#### Dataset entries

===============

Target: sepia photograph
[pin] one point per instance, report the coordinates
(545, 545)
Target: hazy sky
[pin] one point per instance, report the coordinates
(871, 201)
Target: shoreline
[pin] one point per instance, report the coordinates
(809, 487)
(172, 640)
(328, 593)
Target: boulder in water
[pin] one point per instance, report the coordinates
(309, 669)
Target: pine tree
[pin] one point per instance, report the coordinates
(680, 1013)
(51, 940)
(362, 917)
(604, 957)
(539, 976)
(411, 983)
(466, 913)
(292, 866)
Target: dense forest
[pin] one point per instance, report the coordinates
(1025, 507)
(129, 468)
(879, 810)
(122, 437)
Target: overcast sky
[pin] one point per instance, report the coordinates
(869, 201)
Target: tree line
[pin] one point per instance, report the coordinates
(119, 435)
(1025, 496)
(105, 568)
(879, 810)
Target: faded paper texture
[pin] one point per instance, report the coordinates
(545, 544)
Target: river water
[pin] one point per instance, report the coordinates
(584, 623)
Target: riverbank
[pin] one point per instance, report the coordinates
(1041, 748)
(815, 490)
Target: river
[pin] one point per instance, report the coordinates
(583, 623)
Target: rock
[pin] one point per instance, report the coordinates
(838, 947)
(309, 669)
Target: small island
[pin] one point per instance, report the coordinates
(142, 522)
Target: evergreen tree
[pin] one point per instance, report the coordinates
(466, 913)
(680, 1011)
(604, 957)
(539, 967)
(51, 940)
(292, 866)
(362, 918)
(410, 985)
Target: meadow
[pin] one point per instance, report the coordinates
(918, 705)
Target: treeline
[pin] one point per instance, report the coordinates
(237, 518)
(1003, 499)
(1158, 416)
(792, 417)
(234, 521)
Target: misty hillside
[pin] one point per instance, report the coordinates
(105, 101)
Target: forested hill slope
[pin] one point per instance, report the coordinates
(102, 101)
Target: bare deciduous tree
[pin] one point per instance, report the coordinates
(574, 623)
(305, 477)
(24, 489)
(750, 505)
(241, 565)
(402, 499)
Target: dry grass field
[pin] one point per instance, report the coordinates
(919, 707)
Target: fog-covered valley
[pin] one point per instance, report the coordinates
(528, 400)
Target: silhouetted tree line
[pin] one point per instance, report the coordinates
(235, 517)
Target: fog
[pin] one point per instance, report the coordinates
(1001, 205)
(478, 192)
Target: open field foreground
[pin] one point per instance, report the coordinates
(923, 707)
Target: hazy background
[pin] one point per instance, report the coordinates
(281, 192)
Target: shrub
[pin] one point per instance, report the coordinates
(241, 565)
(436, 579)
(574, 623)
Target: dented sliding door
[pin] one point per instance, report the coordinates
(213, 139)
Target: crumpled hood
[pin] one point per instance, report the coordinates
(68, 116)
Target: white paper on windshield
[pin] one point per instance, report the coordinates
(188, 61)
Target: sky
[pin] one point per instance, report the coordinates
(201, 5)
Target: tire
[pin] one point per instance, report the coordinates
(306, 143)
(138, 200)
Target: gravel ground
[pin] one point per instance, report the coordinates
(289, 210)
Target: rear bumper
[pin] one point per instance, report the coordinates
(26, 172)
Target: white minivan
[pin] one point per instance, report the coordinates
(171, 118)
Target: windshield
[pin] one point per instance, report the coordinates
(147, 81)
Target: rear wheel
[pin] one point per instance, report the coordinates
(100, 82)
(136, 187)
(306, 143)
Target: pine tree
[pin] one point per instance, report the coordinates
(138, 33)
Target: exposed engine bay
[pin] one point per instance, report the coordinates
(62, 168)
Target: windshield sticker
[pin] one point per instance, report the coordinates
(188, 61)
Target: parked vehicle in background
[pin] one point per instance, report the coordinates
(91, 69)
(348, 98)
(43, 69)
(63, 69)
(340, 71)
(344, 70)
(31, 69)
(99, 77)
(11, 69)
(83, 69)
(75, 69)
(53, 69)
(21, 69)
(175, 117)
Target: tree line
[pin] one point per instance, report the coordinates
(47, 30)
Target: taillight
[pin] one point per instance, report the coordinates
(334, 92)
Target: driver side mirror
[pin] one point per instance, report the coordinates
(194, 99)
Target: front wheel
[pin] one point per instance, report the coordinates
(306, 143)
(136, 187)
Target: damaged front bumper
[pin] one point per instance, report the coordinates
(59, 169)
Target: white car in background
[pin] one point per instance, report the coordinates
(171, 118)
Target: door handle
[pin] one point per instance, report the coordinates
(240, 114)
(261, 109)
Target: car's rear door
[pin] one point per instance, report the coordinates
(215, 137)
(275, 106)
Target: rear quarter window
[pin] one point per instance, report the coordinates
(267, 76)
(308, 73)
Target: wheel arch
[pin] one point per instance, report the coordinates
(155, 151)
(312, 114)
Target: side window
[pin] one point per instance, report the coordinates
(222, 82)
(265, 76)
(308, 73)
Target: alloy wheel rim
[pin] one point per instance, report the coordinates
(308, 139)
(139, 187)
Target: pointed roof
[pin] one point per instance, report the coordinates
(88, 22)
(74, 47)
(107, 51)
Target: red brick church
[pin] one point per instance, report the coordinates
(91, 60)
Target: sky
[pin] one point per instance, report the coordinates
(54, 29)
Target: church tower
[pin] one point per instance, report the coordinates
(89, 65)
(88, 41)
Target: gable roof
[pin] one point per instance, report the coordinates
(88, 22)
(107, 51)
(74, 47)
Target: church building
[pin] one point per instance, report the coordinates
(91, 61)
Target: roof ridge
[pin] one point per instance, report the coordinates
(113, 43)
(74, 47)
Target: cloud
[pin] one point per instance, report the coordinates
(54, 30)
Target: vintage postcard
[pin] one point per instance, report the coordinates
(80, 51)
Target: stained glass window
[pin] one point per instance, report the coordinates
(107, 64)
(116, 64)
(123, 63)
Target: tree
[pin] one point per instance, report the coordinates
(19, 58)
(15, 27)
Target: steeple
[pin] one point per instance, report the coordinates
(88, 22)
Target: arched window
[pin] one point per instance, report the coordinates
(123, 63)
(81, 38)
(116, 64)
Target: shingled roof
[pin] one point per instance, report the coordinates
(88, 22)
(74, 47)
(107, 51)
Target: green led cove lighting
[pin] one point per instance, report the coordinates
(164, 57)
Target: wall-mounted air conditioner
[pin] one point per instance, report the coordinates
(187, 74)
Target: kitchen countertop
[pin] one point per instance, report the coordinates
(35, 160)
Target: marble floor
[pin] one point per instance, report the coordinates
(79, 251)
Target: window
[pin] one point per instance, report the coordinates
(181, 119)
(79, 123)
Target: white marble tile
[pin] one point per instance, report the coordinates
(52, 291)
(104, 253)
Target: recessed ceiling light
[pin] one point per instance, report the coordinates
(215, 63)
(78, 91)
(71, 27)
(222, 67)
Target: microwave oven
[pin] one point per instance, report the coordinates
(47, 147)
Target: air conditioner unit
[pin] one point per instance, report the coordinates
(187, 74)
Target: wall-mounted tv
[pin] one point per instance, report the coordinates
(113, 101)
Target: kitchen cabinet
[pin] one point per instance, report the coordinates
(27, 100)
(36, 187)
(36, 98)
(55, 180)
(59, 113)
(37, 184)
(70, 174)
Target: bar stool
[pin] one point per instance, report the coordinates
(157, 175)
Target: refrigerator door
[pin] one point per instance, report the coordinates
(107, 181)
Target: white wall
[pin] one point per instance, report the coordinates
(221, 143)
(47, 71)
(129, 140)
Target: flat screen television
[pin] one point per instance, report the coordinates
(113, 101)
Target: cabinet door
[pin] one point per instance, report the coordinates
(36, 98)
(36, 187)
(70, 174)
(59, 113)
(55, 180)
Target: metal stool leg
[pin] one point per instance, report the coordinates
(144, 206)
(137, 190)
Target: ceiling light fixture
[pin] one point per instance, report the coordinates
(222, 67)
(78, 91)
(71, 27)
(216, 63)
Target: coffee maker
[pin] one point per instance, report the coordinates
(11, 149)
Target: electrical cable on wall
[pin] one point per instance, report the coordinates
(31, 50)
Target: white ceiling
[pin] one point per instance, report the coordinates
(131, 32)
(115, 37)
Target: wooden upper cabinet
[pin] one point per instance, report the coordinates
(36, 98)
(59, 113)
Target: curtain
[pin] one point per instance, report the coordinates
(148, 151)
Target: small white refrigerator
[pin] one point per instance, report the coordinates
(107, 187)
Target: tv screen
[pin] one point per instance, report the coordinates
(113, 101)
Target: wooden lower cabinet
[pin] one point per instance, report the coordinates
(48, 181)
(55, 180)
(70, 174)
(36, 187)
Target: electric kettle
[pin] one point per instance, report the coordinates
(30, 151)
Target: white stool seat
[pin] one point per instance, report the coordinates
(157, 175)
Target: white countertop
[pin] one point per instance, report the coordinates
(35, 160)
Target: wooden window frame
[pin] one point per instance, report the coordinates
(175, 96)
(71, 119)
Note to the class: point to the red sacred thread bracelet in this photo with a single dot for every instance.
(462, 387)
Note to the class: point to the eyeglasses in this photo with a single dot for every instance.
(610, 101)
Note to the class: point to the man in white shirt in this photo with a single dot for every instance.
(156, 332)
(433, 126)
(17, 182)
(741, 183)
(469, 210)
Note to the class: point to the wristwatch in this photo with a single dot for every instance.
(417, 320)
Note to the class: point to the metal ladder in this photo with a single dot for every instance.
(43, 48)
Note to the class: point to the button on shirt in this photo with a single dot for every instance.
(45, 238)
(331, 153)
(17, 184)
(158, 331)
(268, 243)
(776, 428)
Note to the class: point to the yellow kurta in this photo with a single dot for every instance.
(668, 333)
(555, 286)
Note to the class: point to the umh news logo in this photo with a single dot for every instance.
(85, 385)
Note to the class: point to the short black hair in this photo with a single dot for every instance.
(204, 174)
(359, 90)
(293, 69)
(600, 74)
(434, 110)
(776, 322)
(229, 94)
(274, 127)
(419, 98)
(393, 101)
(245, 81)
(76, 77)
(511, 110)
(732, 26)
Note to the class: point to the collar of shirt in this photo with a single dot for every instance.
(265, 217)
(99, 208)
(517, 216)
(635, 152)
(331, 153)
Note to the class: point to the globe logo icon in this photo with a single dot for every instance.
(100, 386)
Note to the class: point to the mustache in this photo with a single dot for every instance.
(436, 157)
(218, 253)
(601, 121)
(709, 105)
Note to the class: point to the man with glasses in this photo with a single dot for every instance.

===============

#### WORK REQUIRED
Please count how many lines in the preceding records hold the word "wheel", then give only that number.

#### FINAL ANSWER
4